Collect each line of the material below that contains the string "wire".

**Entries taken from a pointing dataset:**
---
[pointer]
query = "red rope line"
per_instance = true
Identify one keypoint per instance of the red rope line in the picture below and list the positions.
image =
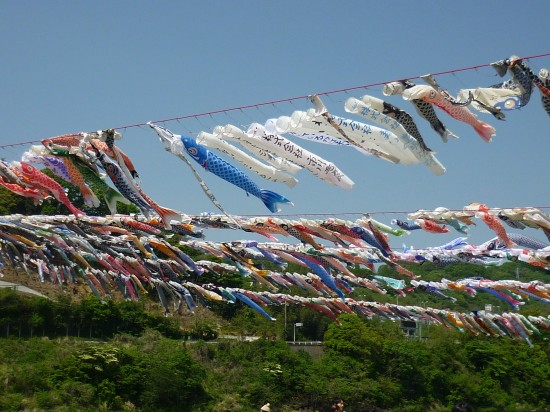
(273, 102)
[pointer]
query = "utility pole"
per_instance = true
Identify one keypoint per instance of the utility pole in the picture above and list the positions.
(296, 324)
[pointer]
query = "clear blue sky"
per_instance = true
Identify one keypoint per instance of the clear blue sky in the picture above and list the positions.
(71, 66)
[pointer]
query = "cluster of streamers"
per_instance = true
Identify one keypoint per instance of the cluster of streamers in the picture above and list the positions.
(131, 255)
(265, 148)
(83, 160)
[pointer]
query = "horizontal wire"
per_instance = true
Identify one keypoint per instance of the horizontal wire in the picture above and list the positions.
(290, 99)
(403, 212)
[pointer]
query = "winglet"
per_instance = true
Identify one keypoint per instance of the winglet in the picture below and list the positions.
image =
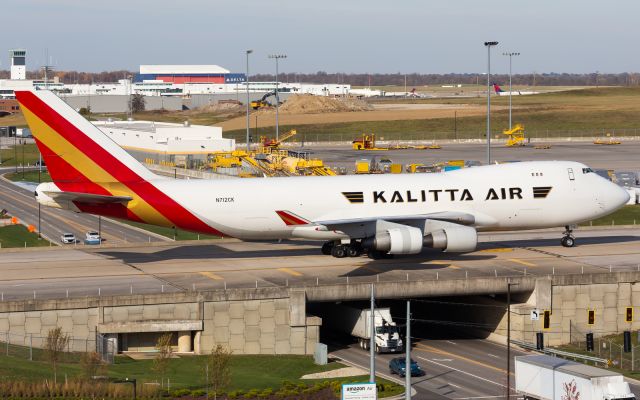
---
**The response:**
query = "horizontal wire"
Identify one keypoint per instance of the horizontal wire in the picture above and list the positions.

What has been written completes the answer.